== Segment start ==

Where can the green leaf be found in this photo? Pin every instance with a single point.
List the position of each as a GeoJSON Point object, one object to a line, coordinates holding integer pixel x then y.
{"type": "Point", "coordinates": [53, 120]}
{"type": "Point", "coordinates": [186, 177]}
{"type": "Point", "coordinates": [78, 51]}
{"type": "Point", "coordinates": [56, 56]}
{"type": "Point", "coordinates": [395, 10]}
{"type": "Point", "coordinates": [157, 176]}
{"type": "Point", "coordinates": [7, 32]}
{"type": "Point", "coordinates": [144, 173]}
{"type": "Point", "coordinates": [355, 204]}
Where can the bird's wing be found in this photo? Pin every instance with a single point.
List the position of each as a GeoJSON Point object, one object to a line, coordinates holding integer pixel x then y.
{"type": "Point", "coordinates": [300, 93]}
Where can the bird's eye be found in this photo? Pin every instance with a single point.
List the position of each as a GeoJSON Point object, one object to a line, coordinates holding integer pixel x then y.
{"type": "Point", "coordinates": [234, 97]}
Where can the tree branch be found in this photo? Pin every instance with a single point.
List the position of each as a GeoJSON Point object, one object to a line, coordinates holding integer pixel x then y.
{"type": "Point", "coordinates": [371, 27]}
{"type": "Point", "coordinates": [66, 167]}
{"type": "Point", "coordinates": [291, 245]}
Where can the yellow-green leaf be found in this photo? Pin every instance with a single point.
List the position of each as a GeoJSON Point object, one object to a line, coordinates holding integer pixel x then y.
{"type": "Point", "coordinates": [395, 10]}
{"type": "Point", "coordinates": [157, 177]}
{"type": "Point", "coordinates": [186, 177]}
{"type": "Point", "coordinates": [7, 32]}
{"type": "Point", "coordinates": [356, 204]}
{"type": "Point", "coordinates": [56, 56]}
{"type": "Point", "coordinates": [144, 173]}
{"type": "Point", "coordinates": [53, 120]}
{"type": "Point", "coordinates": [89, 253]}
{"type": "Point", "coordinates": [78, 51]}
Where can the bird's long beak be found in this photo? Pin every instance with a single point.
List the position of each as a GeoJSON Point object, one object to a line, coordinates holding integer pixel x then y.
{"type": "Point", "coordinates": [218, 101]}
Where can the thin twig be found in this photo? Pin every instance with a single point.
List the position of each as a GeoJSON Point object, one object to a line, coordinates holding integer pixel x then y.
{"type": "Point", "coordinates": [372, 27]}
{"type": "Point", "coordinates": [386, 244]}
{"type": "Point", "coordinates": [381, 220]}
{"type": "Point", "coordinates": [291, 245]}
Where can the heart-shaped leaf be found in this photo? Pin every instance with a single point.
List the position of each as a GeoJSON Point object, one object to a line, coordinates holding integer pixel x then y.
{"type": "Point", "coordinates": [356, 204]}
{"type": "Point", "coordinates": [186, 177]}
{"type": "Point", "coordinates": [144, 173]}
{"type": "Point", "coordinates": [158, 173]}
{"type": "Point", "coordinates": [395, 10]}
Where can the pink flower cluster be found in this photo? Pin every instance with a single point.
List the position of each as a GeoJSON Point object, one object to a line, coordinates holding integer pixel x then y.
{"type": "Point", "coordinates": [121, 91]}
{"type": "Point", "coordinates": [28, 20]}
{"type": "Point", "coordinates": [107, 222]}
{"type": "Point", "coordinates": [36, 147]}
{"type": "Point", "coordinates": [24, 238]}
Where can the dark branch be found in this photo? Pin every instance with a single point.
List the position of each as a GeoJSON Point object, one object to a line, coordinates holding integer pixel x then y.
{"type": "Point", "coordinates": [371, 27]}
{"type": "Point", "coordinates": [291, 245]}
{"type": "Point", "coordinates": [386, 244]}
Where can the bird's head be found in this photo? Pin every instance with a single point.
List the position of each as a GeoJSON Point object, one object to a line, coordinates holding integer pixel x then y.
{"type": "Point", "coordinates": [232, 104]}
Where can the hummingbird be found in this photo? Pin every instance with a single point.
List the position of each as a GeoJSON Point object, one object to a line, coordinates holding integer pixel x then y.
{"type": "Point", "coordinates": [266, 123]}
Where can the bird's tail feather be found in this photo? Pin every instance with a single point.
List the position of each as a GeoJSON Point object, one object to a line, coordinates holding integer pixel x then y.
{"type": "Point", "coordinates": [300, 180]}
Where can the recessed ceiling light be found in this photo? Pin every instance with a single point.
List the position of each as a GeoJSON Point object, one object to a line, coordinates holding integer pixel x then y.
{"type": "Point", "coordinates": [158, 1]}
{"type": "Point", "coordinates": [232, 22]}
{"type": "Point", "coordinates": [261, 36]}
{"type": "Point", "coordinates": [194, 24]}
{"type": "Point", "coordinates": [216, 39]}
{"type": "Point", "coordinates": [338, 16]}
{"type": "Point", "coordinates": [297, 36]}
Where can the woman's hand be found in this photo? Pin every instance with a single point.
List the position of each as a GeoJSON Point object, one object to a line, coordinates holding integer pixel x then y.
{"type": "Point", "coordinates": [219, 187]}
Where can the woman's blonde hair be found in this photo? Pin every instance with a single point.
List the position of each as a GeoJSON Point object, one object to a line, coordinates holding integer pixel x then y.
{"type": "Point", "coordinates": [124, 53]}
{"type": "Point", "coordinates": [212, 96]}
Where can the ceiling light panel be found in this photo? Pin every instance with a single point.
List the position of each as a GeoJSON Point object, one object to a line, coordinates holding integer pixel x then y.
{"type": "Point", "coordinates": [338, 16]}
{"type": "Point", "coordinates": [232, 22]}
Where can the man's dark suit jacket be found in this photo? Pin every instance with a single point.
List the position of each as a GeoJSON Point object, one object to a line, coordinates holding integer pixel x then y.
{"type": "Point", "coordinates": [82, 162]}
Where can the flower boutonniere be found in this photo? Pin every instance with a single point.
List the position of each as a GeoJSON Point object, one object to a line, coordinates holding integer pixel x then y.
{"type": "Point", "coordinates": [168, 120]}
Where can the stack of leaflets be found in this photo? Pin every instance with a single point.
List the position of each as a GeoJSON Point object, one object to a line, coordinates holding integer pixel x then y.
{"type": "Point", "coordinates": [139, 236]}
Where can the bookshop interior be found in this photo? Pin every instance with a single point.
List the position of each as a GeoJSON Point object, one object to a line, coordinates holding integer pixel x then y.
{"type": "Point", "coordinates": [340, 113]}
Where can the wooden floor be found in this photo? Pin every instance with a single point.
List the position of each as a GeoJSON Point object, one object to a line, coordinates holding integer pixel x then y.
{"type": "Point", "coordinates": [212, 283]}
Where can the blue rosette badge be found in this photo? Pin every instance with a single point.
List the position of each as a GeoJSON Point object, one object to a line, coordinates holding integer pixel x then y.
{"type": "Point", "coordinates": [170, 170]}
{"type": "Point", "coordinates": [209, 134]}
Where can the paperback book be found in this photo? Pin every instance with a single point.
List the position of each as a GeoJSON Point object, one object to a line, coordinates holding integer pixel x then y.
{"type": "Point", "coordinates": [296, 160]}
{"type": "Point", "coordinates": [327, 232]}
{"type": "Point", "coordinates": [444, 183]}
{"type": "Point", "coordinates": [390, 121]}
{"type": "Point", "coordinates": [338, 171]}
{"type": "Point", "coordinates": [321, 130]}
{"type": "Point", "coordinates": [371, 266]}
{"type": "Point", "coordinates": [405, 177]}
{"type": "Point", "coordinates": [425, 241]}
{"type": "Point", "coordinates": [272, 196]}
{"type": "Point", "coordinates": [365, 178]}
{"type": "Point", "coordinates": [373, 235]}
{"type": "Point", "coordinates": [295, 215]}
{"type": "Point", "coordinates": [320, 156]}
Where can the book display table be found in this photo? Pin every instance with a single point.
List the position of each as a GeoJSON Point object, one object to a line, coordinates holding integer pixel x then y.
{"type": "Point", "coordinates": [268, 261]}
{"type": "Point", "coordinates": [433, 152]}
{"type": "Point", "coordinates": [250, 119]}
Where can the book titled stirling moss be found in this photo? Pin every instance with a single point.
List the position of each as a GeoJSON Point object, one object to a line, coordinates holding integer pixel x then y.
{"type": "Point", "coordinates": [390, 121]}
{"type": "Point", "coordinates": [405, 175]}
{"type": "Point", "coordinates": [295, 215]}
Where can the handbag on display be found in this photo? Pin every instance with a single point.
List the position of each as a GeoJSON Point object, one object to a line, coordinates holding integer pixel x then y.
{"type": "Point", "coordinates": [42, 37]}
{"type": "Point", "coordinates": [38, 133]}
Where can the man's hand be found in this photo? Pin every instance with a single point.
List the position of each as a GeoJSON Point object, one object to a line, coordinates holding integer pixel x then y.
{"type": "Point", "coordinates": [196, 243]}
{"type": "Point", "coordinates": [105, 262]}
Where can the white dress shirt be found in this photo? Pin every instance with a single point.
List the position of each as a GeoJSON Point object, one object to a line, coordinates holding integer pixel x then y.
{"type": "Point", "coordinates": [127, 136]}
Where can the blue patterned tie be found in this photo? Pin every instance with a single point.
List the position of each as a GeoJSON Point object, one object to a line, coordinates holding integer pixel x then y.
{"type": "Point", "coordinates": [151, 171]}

== Segment end ==

• [What to produce]:
From the opening line of the data above through the line holding "Where can the bird's wing", give every line again exactly as it stands.

• [Task output]:
Where can the green leaf be found in this photo? Pin every instance with a single point.
List the position of each as a GeoJSON Point object, one object to a line, coordinates holding integer pixel x then y.
{"type": "Point", "coordinates": [53, 120]}
{"type": "Point", "coordinates": [186, 177]}
{"type": "Point", "coordinates": [78, 51]}
{"type": "Point", "coordinates": [56, 56]}
{"type": "Point", "coordinates": [395, 10]}
{"type": "Point", "coordinates": [157, 176]}
{"type": "Point", "coordinates": [7, 32]}
{"type": "Point", "coordinates": [144, 173]}
{"type": "Point", "coordinates": [355, 204]}
Where can the bird's wing be found in this photo? Pin every instance with a single point.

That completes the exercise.